**Exercise directions**
Quote the listing below verbatim, line for line.

**Given information**
== == ==
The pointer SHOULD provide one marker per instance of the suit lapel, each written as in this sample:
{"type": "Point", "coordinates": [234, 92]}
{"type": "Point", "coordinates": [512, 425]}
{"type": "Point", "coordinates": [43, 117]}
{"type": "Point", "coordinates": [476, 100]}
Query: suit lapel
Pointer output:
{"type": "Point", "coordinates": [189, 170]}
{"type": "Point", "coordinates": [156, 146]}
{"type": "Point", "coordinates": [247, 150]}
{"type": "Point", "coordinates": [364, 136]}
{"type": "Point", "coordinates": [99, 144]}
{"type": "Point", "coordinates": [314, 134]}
== == ==
**Correct response**
The pointer SHOULD provide one marker per instance of the suit lapel, each written as in this sample:
{"type": "Point", "coordinates": [234, 92]}
{"type": "Point", "coordinates": [512, 425]}
{"type": "Point", "coordinates": [43, 117]}
{"type": "Point", "coordinates": [476, 100]}
Query: suit lapel
Pointer output:
{"type": "Point", "coordinates": [189, 170]}
{"type": "Point", "coordinates": [156, 146]}
{"type": "Point", "coordinates": [247, 150]}
{"type": "Point", "coordinates": [364, 136]}
{"type": "Point", "coordinates": [99, 144]}
{"type": "Point", "coordinates": [314, 134]}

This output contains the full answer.